__What this task involves__:
Please scale the data below by writing out every line again, wording included, with each coordinate multiplied by 0.25 and rounded to a whole number, halves rounding up. Leave the pictures out of your answer.

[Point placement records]
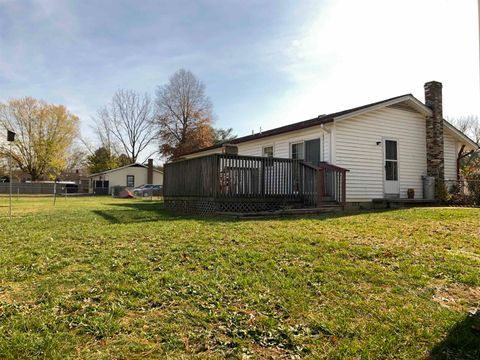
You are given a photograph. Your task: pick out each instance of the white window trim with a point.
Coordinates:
(268, 145)
(384, 139)
(294, 143)
(303, 144)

__In response__:
You are given a photograph. Your task: pick out each instance of the white window trim with a point.
Coordinates:
(67, 36)
(96, 35)
(74, 36)
(76, 36)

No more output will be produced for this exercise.